Offene Aufgaben:
a. Fasse im Text zum Begriff „Ostdeutschland“ den Absatz, der mit „In der ‚Kulturpolitischen Korrespondenz‘ ist“ beginnt, als kurze Liste zusammen.
b. Wiederhole aus dem Text zum Begriff „Ostdeutschland“ wortgetreu alles von „In der „Kulturpolitischen“ bis hinunter zu „eröffnen zu können.“.
c. Führe den Text zum Begriff „Ostdeutschland“ im Anschluss an seinen letzten Satz fort.

KK 1729 vom 10. April 2001 Seite 7

Begriffe erst begreifen, dann verwenden
Geschichte und Kultur sind nicht exterritorial, auch wenn sie deutsch sind

In der „Kulturpolitischen Korrespondenz“ ist im Laufe der letzten Jahre oftmals und mit bedauerndem Unterton auf den seit einem Jahrzehnt fast allgemeinen Sprachgebrauch hingewiesen worden, gemäß dem das Gebiet der vormaligen DDR als „Ostdeutschland“ bezeichnet wird. Dies geschieht in den meisten Fällen aufgrund von Nichtwissen, Gedankenlosigkeit, Nachsprechen von durch Medien – und Politiker – Vorgedachtem. Ernster zu nehmen ist es, wenn auch in Kreisen der im Bereich der ostdeutschen Geschichte und Kultur Arbeitenden Überlegungen angestellt werden, die auf eine Neubesetzung des Begriffs „Ostdeutschland“ abzielen, wobei Fläche und Außengrenzen der heutigen Bundesrepublik zugrunde gelegt werden. Wir hoffen deshalb, mit dieser Stellungnahme eine möglichst breite Diskussion eröffnen zu können.

Vorliegende Daten:
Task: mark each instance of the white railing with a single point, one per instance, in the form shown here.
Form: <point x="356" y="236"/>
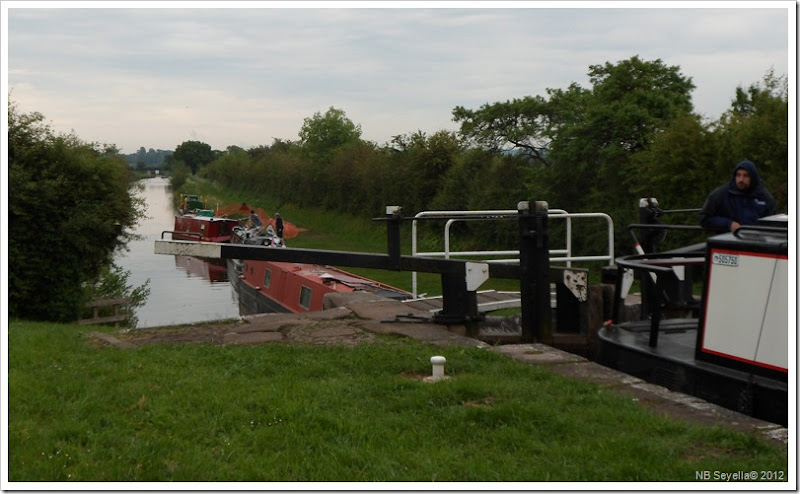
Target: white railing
<point x="566" y="252"/>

Ergebnisse:
a.
- Die „Kulturpolitische Korrespondenz“ hat in den letzten Jahren oft und mit Bedauern darauf hingewiesen, dass das Gebiet der früheren DDR seit einem Jahrzehnt fast allgemein „Ostdeutschland“ genannt wird.
- Meist geschieht das aus Nichtwissen, aus Gedankenlosigkeit oder weil nachgesprochen wird, was Medien und Politiker vorgedacht haben.
- Ernster zu nehmen ist, dass auch Fachleute für ostdeutsche Geschichte und Kultur eine Neubesetzung des Begriffs erwägen. Grundlage wären dabei Fläche und Außengrenzen der heutigen Bundesrepublik.
- Mit der Stellungnahme soll eine möglichst breite Diskussion eröffnet werden.

b.
In der „Kulturpolitischen Korrespondenz“ ist im Laufe der letzten Jahre oftmals und mit bedauerndem Unterton auf den seit einem Jahrzehnt fast allgemeinen Sprachgebrauch hingewiesen worden, gemäß dem das Gebiet der vormaligen DDR als „Ostdeutschland“ bezeichnet wird. Dies geschieht in den meisten Fällen aufgrund von Nichtwissen, Gedankenlosigkeit, Nachsprechen von durch Medien – und Politiker – Vorgedachtem. Ernster zu nehmen ist es, wenn auch in Kreisen der im Bereich der ostdeutschen Geschichte und Kultur Arbeitenden Überlegungen angestellt werden, die auf eine Neubesetzung des Begriffs „Ostdeutschland“ abzielen, wobei Fläche und Außengrenzen der heutigen Bundesrepublik zugrunde gelegt werden. Wir hoffen deshalb, mit dieser Stellungnahme eine möglichst breite Diskussion eröffnen zu können.

c.
„Deutschland“ – als das Land der Deutschen – kann man unter verschiedenen Gesichtspunkten gliedern: nach Himmelsrichtungen, nach Sprachlandschaften (Oberdeutschland, Mitteldeutschland, Niederdeutschland), nach Konfessionsgrenzen, nach Substraten (Germania Romana bzw. Limes-Deutschland, Germania Slavica usw.), nach Sozialstrukturen („Ostelbien“ bzw. Bereich der überwiegenden Gutsherrschaft gegen die südlichen und die westlichen Gebiete des Landes). Nicht bei jeder der Gliederungsmöglichkeiten stehen alle komplementären Begriffe zur Verfügung (so steht dem ohnehin unglücklichen Begriff „Ostelbien“ kein „Westelbien“ gegenüber). Jede dieser Gliederungen bezieht sich auf Räume, keine der genannten Einteilungsmöglichkeiten richtet sich aber nach den jeweiligen Außengrenzen des Römisch-Deutschen Reiches, des Deutschen Bundes oder des Deutschen Reiches. Historiker und Sprachwissenschaftler haben – bis jetzt wenigstens – in den Begriff „Oberdeutschland“ immer die deutsche Schweiz einbezogen, auch wenn sie die Zeit nach 1648 im Auge hatten. „Niederdeutschland“ umfaßt auch die Gebiete, die östlich der Grenzen des 1806 tatsächlich von der Landkarte verschwundenen Römisch-Deutschen Reiches lagen, soweit sie deutsch besiedelt waren. Auch vor 1945 ist man also nicht von der geographischen Lage innerhalb eines deutschen Staates – es hat aber niemals nur einen deutschen Staat gegeben -ausgegangen.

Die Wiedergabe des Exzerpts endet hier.